ABOUT THIS EXERCISE:
For this exercise, write out the full listing that follows exactly and skip its pictures.

*** SUPPLIED DATA ***

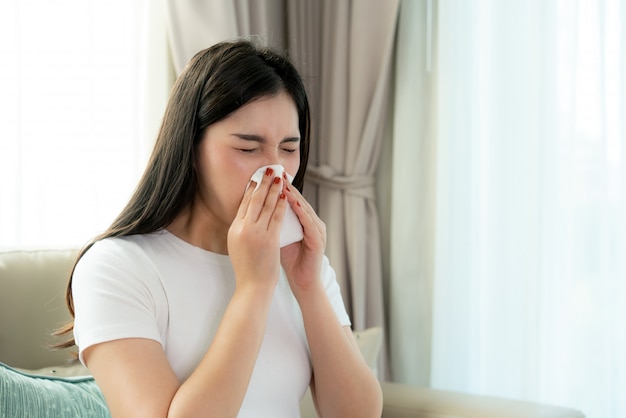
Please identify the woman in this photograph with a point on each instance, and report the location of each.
(187, 306)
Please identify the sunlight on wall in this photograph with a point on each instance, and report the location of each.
(70, 149)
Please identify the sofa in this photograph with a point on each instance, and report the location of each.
(38, 381)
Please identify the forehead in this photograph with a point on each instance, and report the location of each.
(278, 110)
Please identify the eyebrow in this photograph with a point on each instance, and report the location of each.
(260, 139)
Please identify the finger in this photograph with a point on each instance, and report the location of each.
(245, 201)
(271, 199)
(304, 211)
(259, 196)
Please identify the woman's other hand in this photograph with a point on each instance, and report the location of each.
(253, 238)
(302, 260)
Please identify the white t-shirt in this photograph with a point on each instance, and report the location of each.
(160, 287)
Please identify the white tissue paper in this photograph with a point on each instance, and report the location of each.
(291, 230)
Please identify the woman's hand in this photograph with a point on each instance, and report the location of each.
(302, 260)
(253, 237)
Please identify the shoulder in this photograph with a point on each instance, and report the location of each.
(127, 251)
(116, 260)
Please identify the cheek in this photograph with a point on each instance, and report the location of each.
(292, 165)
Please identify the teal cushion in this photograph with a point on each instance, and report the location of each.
(28, 395)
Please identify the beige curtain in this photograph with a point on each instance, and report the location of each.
(408, 182)
(347, 67)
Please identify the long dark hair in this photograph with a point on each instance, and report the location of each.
(216, 82)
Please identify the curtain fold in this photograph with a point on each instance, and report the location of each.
(356, 51)
(410, 182)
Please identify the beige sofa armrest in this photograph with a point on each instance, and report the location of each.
(407, 401)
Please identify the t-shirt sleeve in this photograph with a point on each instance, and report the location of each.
(116, 292)
(333, 291)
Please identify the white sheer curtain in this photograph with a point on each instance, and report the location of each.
(529, 242)
(83, 84)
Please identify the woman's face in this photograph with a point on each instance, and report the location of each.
(262, 132)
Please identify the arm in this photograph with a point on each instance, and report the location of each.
(138, 381)
(343, 384)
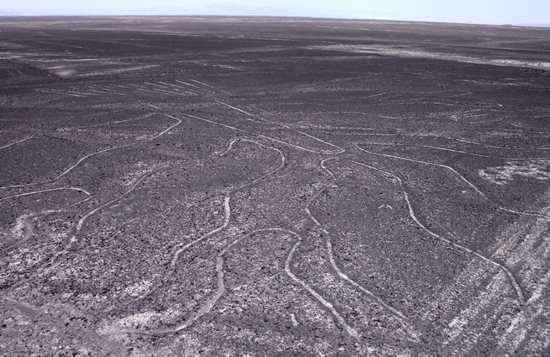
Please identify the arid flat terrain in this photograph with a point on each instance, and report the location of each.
(273, 187)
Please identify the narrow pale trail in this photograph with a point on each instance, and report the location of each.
(17, 142)
(338, 271)
(227, 212)
(23, 228)
(78, 189)
(316, 295)
(84, 158)
(338, 150)
(512, 279)
(466, 181)
(74, 238)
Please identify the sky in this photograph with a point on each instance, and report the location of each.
(496, 12)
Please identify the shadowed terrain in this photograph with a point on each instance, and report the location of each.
(273, 187)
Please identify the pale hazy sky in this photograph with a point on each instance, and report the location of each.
(465, 11)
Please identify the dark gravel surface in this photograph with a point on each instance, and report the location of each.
(273, 187)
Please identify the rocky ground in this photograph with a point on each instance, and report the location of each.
(273, 187)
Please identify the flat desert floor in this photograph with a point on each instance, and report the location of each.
(273, 187)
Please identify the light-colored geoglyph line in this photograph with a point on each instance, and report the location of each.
(82, 220)
(209, 86)
(341, 274)
(207, 307)
(251, 133)
(23, 228)
(164, 89)
(315, 294)
(185, 90)
(68, 170)
(78, 229)
(457, 151)
(479, 192)
(517, 288)
(44, 191)
(17, 142)
(338, 150)
(227, 210)
(175, 257)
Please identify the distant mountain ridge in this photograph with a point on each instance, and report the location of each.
(218, 9)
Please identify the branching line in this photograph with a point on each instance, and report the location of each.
(17, 142)
(499, 207)
(338, 151)
(341, 274)
(68, 170)
(513, 281)
(316, 295)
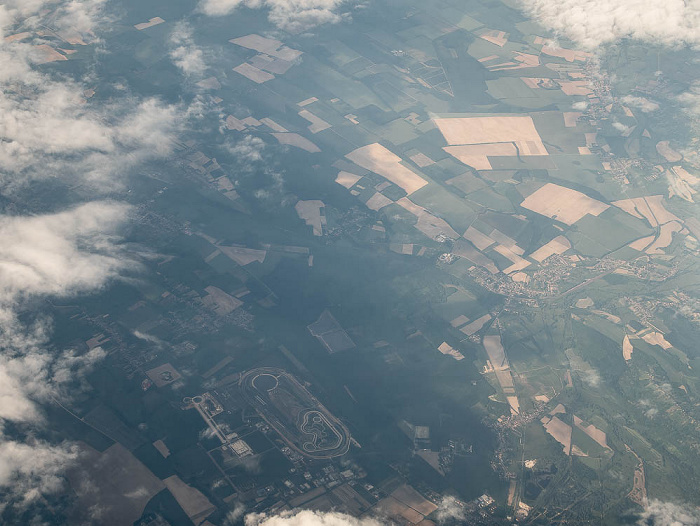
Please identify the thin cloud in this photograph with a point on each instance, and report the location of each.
(293, 16)
(56, 255)
(592, 23)
(309, 518)
(185, 54)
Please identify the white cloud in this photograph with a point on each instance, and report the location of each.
(60, 255)
(592, 23)
(48, 129)
(644, 104)
(185, 54)
(659, 513)
(450, 509)
(309, 518)
(294, 16)
(31, 468)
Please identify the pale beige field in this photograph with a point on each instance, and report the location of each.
(152, 22)
(294, 139)
(650, 208)
(347, 179)
(251, 72)
(477, 238)
(563, 204)
(273, 125)
(667, 152)
(665, 237)
(421, 160)
(243, 255)
(378, 159)
(269, 46)
(220, 302)
(570, 118)
(558, 245)
(496, 353)
(592, 431)
(378, 201)
(567, 54)
(317, 124)
(427, 223)
(410, 497)
(310, 213)
(476, 325)
(656, 338)
(493, 129)
(191, 500)
(560, 431)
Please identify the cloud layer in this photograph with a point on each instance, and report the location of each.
(309, 518)
(290, 15)
(592, 23)
(54, 255)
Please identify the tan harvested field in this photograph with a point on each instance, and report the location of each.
(650, 208)
(273, 125)
(427, 223)
(459, 321)
(576, 87)
(17, 36)
(494, 129)
(664, 239)
(610, 317)
(421, 160)
(44, 54)
(347, 179)
(220, 302)
(499, 38)
(476, 325)
(269, 46)
(410, 497)
(667, 152)
(641, 244)
(496, 353)
(310, 213)
(563, 204)
(518, 262)
(392, 508)
(570, 118)
(251, 72)
(210, 83)
(477, 238)
(162, 448)
(163, 375)
(152, 22)
(476, 155)
(378, 201)
(379, 160)
(567, 54)
(514, 404)
(114, 482)
(560, 431)
(656, 338)
(192, 501)
(306, 102)
(243, 255)
(317, 124)
(592, 431)
(446, 348)
(627, 348)
(294, 139)
(558, 245)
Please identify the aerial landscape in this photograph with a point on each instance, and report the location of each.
(349, 262)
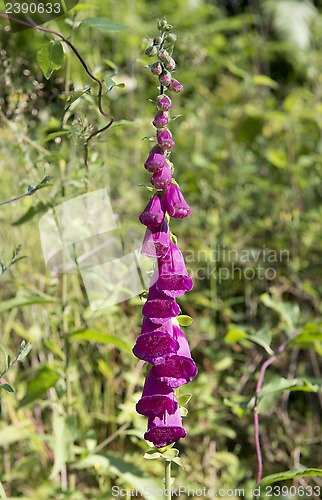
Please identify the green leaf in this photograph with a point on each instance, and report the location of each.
(53, 135)
(54, 348)
(235, 334)
(184, 399)
(183, 411)
(292, 20)
(262, 338)
(280, 384)
(184, 320)
(6, 357)
(31, 212)
(45, 378)
(289, 474)
(74, 97)
(128, 472)
(172, 453)
(124, 123)
(111, 84)
(288, 311)
(24, 350)
(26, 300)
(103, 24)
(311, 332)
(278, 158)
(50, 57)
(96, 336)
(65, 432)
(8, 388)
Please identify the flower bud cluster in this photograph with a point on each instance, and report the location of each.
(162, 343)
(165, 64)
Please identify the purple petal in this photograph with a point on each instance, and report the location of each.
(173, 277)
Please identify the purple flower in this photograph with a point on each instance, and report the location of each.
(175, 204)
(178, 369)
(170, 64)
(156, 241)
(165, 140)
(173, 277)
(156, 160)
(162, 178)
(164, 102)
(148, 326)
(163, 55)
(175, 86)
(157, 398)
(165, 78)
(156, 342)
(156, 68)
(165, 430)
(160, 119)
(159, 307)
(154, 347)
(153, 214)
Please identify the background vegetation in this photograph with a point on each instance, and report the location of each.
(248, 158)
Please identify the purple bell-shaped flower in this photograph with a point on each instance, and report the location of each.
(153, 214)
(174, 202)
(174, 279)
(165, 430)
(159, 307)
(178, 369)
(162, 178)
(156, 345)
(155, 160)
(157, 398)
(156, 241)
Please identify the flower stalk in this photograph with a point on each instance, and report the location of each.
(162, 343)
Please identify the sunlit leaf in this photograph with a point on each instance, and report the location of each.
(289, 474)
(103, 24)
(50, 57)
(45, 378)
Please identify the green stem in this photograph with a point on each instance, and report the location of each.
(167, 479)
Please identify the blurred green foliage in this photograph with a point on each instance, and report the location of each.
(248, 159)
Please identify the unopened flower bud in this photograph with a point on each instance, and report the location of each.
(156, 68)
(162, 178)
(165, 78)
(157, 40)
(175, 86)
(156, 160)
(165, 140)
(170, 64)
(163, 55)
(161, 119)
(171, 38)
(151, 51)
(164, 102)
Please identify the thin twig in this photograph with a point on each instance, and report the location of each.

*** End of SUPPLIED DATA ***

REPLY TO THE EXERCISE:
Please identify the woman in this photograph with a point on each instance, and report the location of each.
(187, 306)
Please identify the sunlight on wall in this photograph with a point on each instance, and report the location of each.
(70, 149)
Please identify the sofa in this photograph with a point on each instance, and report the location of each.
(38, 381)
Please identify the forehead in this photograph with a point on each instance, and report the location of each.
(278, 110)
Please identify the eyebrow in this photograph with a point on each instance, and report the location of each.
(260, 139)
Please identify the finger in this photograph with a point on each instance, and report the location of each.
(245, 201)
(271, 199)
(304, 211)
(259, 196)
Please identify the woman's other hand in this photograph with a point on each instance, and report the location of each.
(253, 238)
(302, 260)
Please identify the white t-shirt in this photograph with a point on each instance, and report the location of each.
(160, 287)
Please identify the white tissue paper in this photograph with a point on each instance, and report the location of each.
(291, 230)
Please identify the woman's hand in this photograph with a point on each instance, and report the location of each.
(302, 260)
(253, 237)
Please identify the shoulder in this photograph with a point on each instance, and report the location of each.
(127, 251)
(116, 260)
Please identify the cheek in this photograph with a point on each instance, and report the location of each.
(292, 165)
Please identify the teal cushion in this photograph with a point on each instance, and report the location of each.
(28, 395)
Please identify the beige curtain in this photograph with a point on each instance, and report the location of each.
(408, 182)
(347, 67)
Please identify the long dark hair in this photograph with a point on each instance, and report the location of each.
(216, 82)
Please identify the curtain fold in this photograph with a point on each instance, and report the location of each.
(356, 51)
(410, 182)
Please identify the beige sofa armrest in this photograph with a point on each instance, and report the location of each.
(407, 401)
Please identify the t-shirt sleeve in this photograph with a point on each instance, and report the location of each.
(116, 292)
(333, 291)
Please identify the white sheer curtain in this photograph with a point on each instance, and report the location of each.
(529, 242)
(83, 84)
Please identify the woman's face in this photograph with a point on each instance, and report the location of each.
(262, 132)
Please identify the arm in this photograph with a point on each instance, and report the location of each.
(138, 381)
(343, 384)
Please identify the arid flat terrain in this photograph with a point on each instance, and report the location of each.
(273, 187)
Please identify the narrow pale trail in this photograph with a point on each instance, and report the location of each.
(17, 142)
(338, 271)
(227, 212)
(23, 228)
(78, 189)
(316, 295)
(84, 158)
(338, 150)
(512, 279)
(466, 181)
(74, 238)
Please identify the sky in this photograph with a point on each instance, and report the location of each.
(496, 12)
Please identify the shadowed terrain in this photograph with a point on each instance, and report the location of each.
(273, 187)
Please identify the pale hazy sky in this photograph with a point on each instance, and report the location of each.
(465, 11)
Please identify the dark gravel surface in this photograph with a point on each instance, and report the location of each.
(273, 187)
Please identify the rocky ground in this photograph with a point on each instance, and report the location of each.
(273, 187)
Please identify the flat desert floor in this photograph with a point on each instance, and report the location of each.
(273, 187)
Please identify the light-colored geoglyph line in this photograph with a point on each instance, and report the location of each.
(82, 220)
(209, 86)
(341, 274)
(207, 307)
(251, 133)
(23, 228)
(164, 89)
(315, 294)
(185, 90)
(68, 170)
(78, 229)
(457, 151)
(479, 192)
(517, 288)
(44, 191)
(17, 142)
(338, 150)
(227, 210)
(175, 257)
Please identify the distant mountain ridge in this photograph with a point on each instance, and report the location of each.
(218, 9)
Please identify the branching line in this photograph with a point on each instance, and report the location of each.
(17, 142)
(499, 207)
(338, 151)
(341, 274)
(68, 170)
(513, 281)
(316, 295)
Please identify the thin cloud in this photograph with a point on each instance, and report the location of each.
(293, 16)
(56, 255)
(592, 23)
(309, 518)
(185, 54)
Please identify the white cloud in this photograph with a point on each instance, and report the location of each.
(60, 255)
(592, 23)
(48, 129)
(644, 104)
(185, 54)
(659, 513)
(450, 509)
(309, 518)
(294, 16)
(31, 468)
Please identify the pale beige field in this photograph with a point on each instance, and report the location of each.
(152, 22)
(294, 139)
(650, 208)
(347, 179)
(251, 72)
(477, 238)
(563, 204)
(273, 125)
(667, 152)
(665, 237)
(421, 160)
(243, 255)
(378, 159)
(269, 46)
(220, 302)
(570, 118)
(558, 245)
(496, 353)
(592, 431)
(378, 201)
(567, 54)
(317, 124)
(427, 223)
(410, 497)
(310, 213)
(476, 325)
(656, 338)
(493, 129)
(191, 500)
(560, 431)
Please identify the cloud layer in this photograph with a point on each instance, and report the location of each.
(309, 518)
(290, 15)
(592, 23)
(54, 255)
Please identify the tan harvested field in this photograph with a point on each instance, and report the location of each.
(650, 208)
(273, 125)
(427, 223)
(459, 321)
(576, 87)
(17, 36)
(494, 129)
(664, 239)
(610, 317)
(421, 160)
(44, 54)
(347, 179)
(220, 302)
(499, 38)
(476, 325)
(269, 46)
(410, 497)
(667, 152)
(641, 244)
(496, 353)
(310, 213)
(563, 204)
(518, 262)
(392, 508)
(570, 118)
(251, 72)
(210, 83)
(477, 238)
(162, 448)
(163, 375)
(152, 22)
(476, 155)
(378, 201)
(379, 160)
(567, 54)
(514, 404)
(114, 482)
(560, 431)
(656, 338)
(192, 501)
(306, 102)
(243, 255)
(317, 124)
(592, 431)
(446, 348)
(627, 348)
(294, 139)
(558, 245)
Please identify the aerial landscape in this photograph with a point on each instance, and report the location of each.
(349, 262)
Please identify the green leaf in this photograph with a point on each instance, and report the location of each.
(53, 135)
(54, 348)
(235, 334)
(184, 399)
(183, 411)
(292, 20)
(262, 338)
(280, 384)
(184, 320)
(6, 357)
(31, 212)
(45, 378)
(289, 474)
(74, 97)
(128, 472)
(172, 453)
(124, 123)
(111, 84)
(288, 311)
(24, 350)
(26, 300)
(103, 24)
(311, 332)
(278, 158)
(50, 57)
(96, 336)
(65, 432)
(8, 388)
Please identify the flower bud cluster in this photograph with a point on each instance, and report the location of each.
(162, 343)
(165, 64)
Please identify the purple petal in this photograph with a point on each instance, and report the location of each.
(173, 277)
Please identify the purple flower in this photograph with a point on each instance, and report the location of each.
(175, 204)
(178, 369)
(170, 64)
(156, 241)
(165, 140)
(173, 277)
(156, 160)
(162, 178)
(164, 102)
(148, 326)
(163, 55)
(175, 86)
(157, 398)
(165, 78)
(156, 342)
(156, 68)
(165, 430)
(160, 119)
(159, 307)
(154, 347)
(153, 214)
Please identify the background vegetation in this photograph with a point on each instance, and report the location of each.
(248, 158)
Please identify the purple bell-shaped flower in this photograph with a point on each instance, and report the location of each.
(153, 214)
(174, 202)
(174, 279)
(165, 430)
(159, 307)
(178, 369)
(162, 178)
(156, 345)
(155, 160)
(157, 398)
(156, 241)
Please identify the flower stalk in this photograph with a point on each instance, and report the location of each.
(162, 343)
Please identify the sunlit leaf in this photograph with a point on each instance, and report the location of each.
(289, 474)
(103, 24)
(50, 57)
(45, 378)
Please identify the green stem in this photograph with a point on each instance, and report the location of each.
(167, 479)
Please identify the blurred green foliage in this photograph with a point on each instance, and report the location of each.
(248, 159)
Please identify the unopened flower bud in this photograph with a point on each instance, and report the location of each.
(156, 68)
(162, 178)
(165, 78)
(157, 40)
(175, 86)
(156, 160)
(165, 140)
(170, 64)
(163, 55)
(161, 119)
(171, 38)
(151, 51)
(164, 102)
Please identify the thin twig in this photograph with a point on each instance, and report the location of each.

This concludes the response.